> [To be done]: Copy out only the span from the line with "the adult fingernail" to the end of the data, both ends kept, word for word.

> [Dataset records about object locations]:
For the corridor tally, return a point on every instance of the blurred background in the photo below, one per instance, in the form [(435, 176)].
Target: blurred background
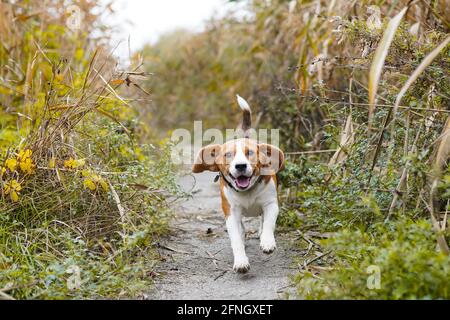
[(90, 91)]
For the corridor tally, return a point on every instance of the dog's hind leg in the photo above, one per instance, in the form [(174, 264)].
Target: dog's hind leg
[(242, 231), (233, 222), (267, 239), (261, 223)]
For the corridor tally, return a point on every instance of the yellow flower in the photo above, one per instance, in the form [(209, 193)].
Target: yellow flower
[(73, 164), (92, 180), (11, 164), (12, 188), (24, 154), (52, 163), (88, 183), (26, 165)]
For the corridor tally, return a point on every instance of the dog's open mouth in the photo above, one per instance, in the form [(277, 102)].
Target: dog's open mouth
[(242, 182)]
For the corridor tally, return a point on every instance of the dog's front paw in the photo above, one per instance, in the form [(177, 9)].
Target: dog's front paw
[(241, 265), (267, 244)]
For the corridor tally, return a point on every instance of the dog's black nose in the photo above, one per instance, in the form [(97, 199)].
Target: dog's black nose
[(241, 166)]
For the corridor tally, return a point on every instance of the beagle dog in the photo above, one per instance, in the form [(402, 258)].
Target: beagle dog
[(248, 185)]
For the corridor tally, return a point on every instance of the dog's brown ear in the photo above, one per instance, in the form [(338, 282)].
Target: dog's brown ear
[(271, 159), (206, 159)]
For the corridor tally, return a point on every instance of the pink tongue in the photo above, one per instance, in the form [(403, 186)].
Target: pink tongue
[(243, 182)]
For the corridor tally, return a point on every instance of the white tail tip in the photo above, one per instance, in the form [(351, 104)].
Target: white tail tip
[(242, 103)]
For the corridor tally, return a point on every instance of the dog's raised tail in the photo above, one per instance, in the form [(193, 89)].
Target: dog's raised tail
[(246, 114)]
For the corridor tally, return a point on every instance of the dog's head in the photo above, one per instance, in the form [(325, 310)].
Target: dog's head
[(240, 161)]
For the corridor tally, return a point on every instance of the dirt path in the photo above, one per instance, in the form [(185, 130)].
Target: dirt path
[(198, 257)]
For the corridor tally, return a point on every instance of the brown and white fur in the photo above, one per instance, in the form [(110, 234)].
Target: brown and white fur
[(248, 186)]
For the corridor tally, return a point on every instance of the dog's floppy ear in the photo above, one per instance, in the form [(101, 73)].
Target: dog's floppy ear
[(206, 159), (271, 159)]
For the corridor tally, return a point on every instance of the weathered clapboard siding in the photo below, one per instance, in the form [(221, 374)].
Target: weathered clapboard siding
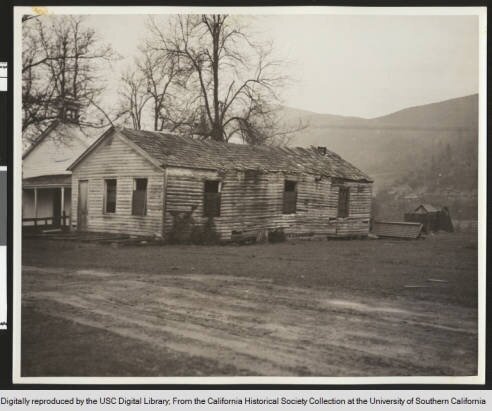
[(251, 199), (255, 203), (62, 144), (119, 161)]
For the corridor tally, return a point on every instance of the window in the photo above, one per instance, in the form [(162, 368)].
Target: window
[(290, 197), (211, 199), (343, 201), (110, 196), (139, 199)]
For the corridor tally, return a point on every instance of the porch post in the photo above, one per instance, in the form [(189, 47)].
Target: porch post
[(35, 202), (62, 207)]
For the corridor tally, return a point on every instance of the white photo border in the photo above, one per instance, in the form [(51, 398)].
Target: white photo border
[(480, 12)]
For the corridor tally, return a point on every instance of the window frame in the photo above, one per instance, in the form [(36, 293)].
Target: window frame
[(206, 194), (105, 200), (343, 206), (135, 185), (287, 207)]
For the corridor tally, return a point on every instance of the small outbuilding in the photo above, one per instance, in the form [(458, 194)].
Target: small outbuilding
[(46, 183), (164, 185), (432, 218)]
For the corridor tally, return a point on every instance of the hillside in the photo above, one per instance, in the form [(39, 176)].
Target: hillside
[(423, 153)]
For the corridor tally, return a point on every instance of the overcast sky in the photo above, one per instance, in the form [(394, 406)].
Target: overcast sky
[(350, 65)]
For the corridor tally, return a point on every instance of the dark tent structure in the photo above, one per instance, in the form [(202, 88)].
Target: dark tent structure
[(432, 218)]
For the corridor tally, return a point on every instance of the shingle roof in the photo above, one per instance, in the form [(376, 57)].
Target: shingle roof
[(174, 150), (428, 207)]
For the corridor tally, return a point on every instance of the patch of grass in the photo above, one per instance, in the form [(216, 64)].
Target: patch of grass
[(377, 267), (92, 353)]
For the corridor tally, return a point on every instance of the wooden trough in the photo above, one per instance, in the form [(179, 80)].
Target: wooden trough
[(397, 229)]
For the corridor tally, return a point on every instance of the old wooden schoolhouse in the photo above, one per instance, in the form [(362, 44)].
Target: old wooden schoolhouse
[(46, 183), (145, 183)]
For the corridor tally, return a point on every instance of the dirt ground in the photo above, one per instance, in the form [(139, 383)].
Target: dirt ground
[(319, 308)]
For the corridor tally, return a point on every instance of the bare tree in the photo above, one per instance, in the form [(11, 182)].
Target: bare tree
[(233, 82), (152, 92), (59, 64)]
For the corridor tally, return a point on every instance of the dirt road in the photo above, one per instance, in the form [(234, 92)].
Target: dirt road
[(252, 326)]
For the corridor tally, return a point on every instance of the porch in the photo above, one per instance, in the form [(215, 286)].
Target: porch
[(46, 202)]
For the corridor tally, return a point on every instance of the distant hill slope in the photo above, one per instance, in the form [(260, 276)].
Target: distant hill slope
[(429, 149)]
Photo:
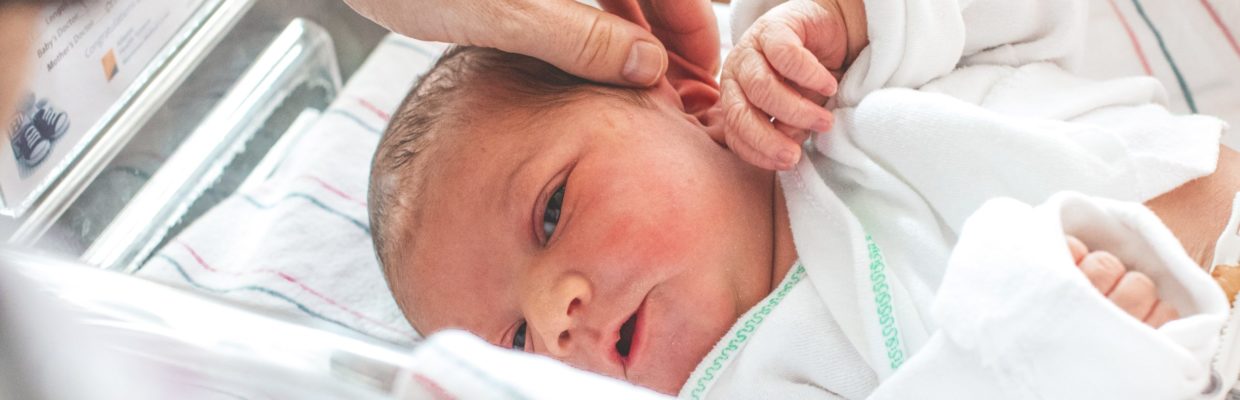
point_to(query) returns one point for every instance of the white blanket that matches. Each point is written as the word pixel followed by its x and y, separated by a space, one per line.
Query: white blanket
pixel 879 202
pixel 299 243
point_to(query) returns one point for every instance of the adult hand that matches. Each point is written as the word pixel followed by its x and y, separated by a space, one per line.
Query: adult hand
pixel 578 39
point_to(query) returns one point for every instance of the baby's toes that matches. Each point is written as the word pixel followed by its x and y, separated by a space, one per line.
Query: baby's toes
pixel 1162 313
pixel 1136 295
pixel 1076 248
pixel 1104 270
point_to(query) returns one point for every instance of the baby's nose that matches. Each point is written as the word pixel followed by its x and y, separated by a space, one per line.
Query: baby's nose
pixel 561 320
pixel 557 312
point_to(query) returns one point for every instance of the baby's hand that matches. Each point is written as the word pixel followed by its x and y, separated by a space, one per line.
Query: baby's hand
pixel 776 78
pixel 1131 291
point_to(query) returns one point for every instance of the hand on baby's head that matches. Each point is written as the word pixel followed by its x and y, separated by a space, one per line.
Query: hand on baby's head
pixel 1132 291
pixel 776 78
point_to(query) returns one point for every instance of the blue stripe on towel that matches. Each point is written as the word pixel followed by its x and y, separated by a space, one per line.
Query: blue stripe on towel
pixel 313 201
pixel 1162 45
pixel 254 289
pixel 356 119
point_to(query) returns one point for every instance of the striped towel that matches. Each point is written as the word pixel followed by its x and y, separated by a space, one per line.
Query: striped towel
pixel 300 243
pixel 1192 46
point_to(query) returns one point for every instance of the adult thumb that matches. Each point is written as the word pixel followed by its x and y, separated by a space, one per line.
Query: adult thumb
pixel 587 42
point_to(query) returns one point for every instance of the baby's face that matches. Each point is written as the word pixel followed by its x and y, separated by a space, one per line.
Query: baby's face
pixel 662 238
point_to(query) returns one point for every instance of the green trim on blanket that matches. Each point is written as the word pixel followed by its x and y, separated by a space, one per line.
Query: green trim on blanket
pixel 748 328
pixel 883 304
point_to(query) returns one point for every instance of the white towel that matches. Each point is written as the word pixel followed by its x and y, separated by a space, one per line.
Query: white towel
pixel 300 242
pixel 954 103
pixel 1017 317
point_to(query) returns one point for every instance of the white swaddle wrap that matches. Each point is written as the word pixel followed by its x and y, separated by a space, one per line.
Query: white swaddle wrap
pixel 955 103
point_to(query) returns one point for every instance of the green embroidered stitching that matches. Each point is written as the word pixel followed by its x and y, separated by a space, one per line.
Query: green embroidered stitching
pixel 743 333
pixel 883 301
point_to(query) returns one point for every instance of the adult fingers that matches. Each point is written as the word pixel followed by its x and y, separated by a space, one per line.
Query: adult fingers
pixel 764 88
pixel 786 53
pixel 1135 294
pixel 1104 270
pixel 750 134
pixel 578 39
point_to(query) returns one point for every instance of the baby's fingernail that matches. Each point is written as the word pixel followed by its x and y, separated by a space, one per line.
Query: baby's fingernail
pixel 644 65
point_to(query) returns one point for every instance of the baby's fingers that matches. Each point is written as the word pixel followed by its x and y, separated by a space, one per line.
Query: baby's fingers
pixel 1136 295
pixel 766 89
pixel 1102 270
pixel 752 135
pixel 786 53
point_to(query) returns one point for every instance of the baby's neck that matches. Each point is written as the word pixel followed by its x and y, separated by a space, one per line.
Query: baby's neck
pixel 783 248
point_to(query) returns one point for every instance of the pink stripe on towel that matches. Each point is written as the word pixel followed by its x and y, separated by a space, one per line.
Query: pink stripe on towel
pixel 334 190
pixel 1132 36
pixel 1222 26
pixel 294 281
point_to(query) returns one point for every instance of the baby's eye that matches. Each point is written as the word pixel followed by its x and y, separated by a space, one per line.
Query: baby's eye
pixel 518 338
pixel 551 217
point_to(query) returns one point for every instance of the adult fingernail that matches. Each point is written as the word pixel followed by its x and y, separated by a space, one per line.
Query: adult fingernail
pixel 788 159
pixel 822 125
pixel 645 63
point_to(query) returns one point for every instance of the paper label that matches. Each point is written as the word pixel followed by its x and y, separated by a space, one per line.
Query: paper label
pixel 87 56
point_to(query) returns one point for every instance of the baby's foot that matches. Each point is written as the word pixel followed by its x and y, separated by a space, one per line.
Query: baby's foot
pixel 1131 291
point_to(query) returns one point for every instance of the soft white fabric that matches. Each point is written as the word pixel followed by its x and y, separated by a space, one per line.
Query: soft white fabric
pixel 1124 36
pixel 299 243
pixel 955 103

> [Solution]:
point_to(query) returns one point for every instance of the adult fingernail that matches. Each point is written as the word pixel followed by its x and y, separated by a space, one per line.
Query: adult fingernail
pixel 788 159
pixel 822 125
pixel 645 63
point_to(query) returns one point for every instance of the paper label that matches. Each point is written as the word pixel followed by its x and y, separated by a space, one per line.
Query: paper label
pixel 87 56
point_to(query) returns one point for every instance of the baby's foot that matches. Each point is written as the word pixel followed by its x and y, separated by a space, one per line.
Query: baby's foot
pixel 1131 291
point_to(query) returns one point for every instance of the soft white fabric that matches. Each point is written as the word pixel followed by its x and y, separated by a space, one per line.
Query: soft white fabric
pixel 1124 36
pixel 299 243
pixel 955 103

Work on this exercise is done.